| Short exercise 1 |
Please rewrite the speech on language designers, starting with "He’s indeed a" and going on through "people got tired.", with "Oberon" replaced by "Modula-3".
| Short exercise 2 |
Answer these questions from the speech on language designers:
(a) Where did Niklaus Wirth design Euler?
(b) In what month and year was STL voted?
(c) Who invented Lisp?

| Selection |

Here is a little speech about great language designers. Once upon a time there was a very great language designer called Niklaus Wirth. He was very brilliant, no question about it, and a very wonderful, kind, charming and witty person. So he designed his first programming language called Euler which he did at Berkeley. Then it was ALGOL W. Then it was Pascal. After that it was Modula and then Modula-2. Then Oberon. It was such a beautiful language, this is why all the world is programming in it (joke).
He’s indeed a very brilliant language designer and a great computer scientist but, he would design a beautiful language, observe that it’s limited, throw it away, and design a better language. What about the customer base? Well, who cares. This is why we still have so many people programming in Oberon. Because, by the time he got to Oberon, people got tired.
This is why I claim, that to be honest Bjarne is literally the greatest language designer, at least after John Backus. John Backus invented the first useful programming language Fortran. It is still a very useful programming language. Then came C and C++. Dennis was brilliant. He did C and then washed his hands and walked away, which is very wise. I sympathize. But Bjarne started working on C++ in roughly 1978 (and then released in 1981), 35 years ago. Then he never abandoned us. It was never perfect, but he would work on it, and work on it, and work on it, and go to horrible meetings of the standard committee, and listen to people who know nothing. His hair fell out. It was a terrible, terrible, life. But, he had this sense of duty to develop the language further, and further, and further, with the most advanced language mechanisms known to humankind. What you can do right now in C++, you cannot really do in any other language. But it requires patience, determination and genius. Whatever decisions he made in 1979 didn’t lead to a stalemate later on. There is some ugly stuff, but you could avoid it. Being able to evolve the language for that long is incredible. I have no other example, not just in language design, but in computer science. Ken Thompson did UNIX but do you think he stayed with UNIX? No, in his Turing award speech he said he stopped working on UNIX a long time ago. It’s very difficult.
I’m a clear example of a lazy bum. STL was voted in August 1994, 20 years ago. How many times did I attend standard committee meetings after that? None. How many times did I look at proposals related to STL? Did I do anything related to this? Nothing. This is why I have sanity but also this is why, compared with Bjarne, I am a failure. I let people do things with STL that should have been prevented. I did not evolve it. I did not grow it. I walked away. I know it’s a free country, you can. My advice to most of you, if you want good life follow my example. Because it’s very hard to do what Bjarne does. I cannot point to a single other example literally of a person who keeps working. McCarthy invents Lisp. After 1.5 he’s gone. He didn’t follow. He didn’t contribute, and so on. Everybody does that, because we are weaklings.
So C++ is a great accomplishment, but of course it has flaws. C and C++ are extremely instructive languages. People think that studying Haskell is instructive. I don’t know about that, but studying C is very instructive because Dennis was trying to solve real problems. So, even his mistakes are very instructive. C and C++ are great precisely because they are works in progress.

| Provided records |
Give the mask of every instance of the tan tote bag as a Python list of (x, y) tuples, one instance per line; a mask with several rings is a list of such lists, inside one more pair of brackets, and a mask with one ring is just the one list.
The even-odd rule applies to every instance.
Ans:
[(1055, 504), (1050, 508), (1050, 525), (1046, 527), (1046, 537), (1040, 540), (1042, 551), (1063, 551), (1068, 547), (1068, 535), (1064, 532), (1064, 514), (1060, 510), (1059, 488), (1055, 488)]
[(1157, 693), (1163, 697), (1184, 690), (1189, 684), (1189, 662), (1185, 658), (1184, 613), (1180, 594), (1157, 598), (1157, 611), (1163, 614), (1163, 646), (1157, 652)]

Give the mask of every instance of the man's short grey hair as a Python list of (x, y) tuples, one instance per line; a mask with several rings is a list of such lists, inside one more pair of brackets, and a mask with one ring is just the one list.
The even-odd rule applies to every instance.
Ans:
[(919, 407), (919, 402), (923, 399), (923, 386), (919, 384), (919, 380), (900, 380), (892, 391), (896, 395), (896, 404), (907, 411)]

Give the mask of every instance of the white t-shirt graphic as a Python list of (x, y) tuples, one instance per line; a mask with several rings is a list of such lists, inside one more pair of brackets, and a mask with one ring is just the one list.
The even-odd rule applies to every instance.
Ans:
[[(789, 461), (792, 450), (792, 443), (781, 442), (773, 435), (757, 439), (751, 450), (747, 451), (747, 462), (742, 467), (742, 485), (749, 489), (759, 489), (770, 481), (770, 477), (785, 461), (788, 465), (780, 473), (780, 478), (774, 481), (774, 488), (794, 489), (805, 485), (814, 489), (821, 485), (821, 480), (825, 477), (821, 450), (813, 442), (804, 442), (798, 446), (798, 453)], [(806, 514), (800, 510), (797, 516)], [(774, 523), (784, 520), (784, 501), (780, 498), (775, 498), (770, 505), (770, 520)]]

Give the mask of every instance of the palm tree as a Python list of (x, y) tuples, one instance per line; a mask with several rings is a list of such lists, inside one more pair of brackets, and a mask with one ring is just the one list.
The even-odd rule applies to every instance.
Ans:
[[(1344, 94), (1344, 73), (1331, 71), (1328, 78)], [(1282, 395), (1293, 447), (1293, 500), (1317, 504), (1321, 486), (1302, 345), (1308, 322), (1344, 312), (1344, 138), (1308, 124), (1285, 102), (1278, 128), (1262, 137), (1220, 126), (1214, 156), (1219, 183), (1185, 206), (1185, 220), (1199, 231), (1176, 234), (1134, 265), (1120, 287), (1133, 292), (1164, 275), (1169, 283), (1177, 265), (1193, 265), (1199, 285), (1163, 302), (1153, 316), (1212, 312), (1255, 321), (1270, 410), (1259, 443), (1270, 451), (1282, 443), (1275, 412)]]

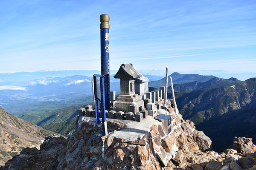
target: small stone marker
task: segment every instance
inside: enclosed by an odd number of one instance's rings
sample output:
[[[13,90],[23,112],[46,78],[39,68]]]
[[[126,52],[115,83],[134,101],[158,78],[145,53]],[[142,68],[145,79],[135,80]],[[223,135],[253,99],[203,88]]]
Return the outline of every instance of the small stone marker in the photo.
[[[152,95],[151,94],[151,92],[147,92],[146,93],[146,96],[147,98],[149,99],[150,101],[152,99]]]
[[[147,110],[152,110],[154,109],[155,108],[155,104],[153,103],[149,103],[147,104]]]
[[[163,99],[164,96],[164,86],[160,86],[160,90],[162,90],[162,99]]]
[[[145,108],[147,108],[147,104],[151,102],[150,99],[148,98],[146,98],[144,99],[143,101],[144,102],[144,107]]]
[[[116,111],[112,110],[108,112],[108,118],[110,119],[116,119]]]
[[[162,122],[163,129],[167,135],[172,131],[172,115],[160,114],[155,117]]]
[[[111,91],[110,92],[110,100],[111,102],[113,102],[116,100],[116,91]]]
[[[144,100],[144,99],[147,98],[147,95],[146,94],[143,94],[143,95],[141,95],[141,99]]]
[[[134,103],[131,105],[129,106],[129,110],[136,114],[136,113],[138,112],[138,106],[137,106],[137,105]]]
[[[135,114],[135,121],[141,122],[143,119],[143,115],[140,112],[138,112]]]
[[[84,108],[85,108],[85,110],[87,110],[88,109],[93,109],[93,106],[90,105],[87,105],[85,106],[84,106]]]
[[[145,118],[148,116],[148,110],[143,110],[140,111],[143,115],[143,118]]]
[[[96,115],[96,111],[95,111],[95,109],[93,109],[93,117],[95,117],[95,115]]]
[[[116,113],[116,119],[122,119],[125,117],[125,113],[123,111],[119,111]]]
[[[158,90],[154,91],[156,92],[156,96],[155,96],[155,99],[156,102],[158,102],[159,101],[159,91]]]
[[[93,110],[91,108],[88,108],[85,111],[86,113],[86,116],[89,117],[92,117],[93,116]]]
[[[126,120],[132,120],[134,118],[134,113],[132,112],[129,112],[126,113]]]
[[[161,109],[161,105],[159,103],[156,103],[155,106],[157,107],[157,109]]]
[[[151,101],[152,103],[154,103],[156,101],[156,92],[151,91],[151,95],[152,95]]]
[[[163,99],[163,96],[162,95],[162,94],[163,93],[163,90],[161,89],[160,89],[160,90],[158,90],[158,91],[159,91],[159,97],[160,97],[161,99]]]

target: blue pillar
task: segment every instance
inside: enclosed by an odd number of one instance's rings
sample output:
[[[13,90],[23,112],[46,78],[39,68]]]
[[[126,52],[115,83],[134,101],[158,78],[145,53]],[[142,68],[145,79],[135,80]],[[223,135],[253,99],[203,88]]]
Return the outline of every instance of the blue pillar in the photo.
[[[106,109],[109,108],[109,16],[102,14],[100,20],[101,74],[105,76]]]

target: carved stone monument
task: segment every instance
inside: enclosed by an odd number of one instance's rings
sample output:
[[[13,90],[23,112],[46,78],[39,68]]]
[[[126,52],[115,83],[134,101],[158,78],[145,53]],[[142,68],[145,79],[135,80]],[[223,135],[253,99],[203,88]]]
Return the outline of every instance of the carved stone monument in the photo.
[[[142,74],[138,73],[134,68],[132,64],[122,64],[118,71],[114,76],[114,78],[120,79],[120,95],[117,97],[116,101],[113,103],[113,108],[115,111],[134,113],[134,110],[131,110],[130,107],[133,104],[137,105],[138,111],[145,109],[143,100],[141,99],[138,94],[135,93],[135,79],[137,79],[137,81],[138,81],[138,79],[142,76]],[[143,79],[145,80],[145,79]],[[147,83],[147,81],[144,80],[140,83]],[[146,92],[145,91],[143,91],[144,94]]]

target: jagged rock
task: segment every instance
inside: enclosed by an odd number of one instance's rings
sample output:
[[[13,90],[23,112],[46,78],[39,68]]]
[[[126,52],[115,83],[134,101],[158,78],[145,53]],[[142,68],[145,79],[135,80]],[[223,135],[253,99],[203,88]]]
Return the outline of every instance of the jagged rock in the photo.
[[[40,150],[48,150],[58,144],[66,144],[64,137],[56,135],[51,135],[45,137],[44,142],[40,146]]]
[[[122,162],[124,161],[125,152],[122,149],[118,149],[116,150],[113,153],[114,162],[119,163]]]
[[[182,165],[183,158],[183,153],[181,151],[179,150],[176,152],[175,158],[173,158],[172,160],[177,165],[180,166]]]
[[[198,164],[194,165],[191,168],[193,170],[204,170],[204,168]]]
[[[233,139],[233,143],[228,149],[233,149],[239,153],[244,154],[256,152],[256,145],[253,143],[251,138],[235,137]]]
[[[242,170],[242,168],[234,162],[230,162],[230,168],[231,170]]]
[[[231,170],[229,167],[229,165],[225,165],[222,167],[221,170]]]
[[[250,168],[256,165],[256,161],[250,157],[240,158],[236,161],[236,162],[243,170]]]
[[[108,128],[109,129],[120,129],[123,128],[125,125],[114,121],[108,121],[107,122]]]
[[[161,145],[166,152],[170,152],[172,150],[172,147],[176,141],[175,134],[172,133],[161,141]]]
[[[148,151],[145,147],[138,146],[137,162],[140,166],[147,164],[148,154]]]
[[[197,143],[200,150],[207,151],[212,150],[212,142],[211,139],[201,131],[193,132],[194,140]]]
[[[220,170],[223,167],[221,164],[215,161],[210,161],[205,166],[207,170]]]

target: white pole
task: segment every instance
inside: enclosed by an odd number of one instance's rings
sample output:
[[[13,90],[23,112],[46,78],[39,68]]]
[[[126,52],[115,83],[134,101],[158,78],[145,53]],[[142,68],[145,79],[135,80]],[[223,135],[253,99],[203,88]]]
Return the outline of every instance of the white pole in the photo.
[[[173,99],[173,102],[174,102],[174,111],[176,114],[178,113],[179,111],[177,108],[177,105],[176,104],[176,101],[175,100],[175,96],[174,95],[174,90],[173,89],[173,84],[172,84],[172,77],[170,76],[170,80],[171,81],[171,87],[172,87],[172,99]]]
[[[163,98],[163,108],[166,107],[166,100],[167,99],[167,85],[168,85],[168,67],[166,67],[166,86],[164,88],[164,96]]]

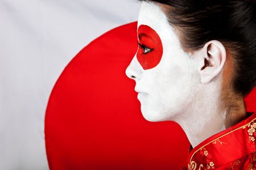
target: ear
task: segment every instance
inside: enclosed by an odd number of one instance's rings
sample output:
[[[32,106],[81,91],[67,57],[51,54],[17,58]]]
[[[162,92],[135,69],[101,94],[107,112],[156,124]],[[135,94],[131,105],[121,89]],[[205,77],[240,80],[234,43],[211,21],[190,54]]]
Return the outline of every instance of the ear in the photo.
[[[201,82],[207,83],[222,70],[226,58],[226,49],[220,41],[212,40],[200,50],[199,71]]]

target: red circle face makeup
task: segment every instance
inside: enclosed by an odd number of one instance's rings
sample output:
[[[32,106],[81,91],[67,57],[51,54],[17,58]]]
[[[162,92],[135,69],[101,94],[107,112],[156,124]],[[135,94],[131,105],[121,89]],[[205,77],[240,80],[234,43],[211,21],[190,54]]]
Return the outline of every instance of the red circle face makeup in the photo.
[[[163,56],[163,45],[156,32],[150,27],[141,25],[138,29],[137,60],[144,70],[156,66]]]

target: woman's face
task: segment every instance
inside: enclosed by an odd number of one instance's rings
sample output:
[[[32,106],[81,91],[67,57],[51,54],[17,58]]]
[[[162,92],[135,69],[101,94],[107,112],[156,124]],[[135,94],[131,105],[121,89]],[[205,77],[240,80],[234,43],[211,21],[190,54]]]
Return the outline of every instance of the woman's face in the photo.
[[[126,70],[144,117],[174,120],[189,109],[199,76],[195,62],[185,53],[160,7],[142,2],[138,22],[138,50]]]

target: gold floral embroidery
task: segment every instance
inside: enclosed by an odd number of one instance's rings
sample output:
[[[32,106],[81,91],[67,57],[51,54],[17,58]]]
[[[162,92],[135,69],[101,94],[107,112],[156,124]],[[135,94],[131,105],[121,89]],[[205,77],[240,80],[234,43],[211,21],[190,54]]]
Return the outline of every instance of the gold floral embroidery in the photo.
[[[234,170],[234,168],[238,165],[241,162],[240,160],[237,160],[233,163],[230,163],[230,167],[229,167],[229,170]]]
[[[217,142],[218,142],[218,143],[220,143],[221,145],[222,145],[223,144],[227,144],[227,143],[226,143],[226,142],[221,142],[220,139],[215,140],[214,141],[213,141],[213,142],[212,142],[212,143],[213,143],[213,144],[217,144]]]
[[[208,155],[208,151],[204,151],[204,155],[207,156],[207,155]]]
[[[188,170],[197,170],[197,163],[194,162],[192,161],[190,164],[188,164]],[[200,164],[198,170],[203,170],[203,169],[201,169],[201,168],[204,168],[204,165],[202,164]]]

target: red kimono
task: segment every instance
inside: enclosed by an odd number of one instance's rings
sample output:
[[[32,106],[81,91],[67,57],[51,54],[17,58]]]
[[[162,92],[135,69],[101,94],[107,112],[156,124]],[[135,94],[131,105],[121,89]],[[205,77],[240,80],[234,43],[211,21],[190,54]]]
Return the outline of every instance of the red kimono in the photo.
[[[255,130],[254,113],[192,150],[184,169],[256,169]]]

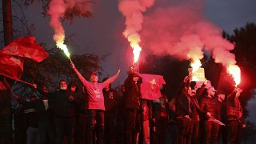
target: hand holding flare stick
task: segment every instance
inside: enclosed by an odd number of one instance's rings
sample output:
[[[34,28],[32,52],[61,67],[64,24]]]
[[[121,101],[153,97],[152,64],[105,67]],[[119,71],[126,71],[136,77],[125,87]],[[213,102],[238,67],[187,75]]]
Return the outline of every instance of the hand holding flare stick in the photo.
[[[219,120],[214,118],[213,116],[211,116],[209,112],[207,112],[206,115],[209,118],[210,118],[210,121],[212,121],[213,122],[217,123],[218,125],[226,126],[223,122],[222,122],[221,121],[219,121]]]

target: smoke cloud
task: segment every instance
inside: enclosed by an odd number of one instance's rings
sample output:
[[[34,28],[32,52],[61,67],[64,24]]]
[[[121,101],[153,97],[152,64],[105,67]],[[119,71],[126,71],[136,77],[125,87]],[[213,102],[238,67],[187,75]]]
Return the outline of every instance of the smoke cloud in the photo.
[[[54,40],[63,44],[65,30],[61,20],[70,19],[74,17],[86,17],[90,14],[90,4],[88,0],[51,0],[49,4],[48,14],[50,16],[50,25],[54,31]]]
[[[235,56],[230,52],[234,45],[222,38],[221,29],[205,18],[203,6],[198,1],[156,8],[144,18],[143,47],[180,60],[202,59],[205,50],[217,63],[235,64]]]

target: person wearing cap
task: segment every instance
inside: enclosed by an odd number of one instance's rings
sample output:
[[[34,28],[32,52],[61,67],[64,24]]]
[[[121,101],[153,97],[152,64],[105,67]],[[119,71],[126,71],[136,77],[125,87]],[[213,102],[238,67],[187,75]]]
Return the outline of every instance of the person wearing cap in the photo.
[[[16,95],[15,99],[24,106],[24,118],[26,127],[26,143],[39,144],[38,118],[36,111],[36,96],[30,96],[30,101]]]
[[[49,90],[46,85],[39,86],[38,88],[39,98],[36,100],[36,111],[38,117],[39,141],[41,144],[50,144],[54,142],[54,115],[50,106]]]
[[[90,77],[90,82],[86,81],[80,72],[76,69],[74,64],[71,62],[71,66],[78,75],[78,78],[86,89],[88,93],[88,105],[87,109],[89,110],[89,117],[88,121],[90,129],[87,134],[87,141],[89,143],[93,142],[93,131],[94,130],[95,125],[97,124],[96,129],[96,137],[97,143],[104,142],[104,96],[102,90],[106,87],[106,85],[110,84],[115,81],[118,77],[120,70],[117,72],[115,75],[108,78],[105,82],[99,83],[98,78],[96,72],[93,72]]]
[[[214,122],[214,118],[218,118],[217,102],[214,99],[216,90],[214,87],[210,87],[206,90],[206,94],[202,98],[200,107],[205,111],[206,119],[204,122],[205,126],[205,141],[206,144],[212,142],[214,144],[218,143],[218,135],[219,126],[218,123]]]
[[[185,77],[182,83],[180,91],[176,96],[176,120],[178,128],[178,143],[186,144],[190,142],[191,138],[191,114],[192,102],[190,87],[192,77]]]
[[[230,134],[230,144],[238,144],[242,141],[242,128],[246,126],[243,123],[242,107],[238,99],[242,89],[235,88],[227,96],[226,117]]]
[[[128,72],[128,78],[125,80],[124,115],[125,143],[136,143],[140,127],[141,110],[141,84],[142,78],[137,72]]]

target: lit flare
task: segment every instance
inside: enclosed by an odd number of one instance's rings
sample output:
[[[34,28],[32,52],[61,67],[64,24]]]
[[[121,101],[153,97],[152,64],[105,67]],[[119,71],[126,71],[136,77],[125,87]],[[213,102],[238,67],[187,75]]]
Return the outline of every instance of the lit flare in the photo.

| Exercise result 1 |
He’s indeed a very brilliant language designer and a great computer scientist but, he would design a beautiful language, observe that it’s limited, throw it away, and design a better language. What about the customer base? Well, who cares. This is why we still have so many people programming in Modula-3. Because, by the time he got to Modula-3, people got tired.

| Exercise result 2 |
(a) At Berkeley.
(b) August 1994.
(c) McCarthy.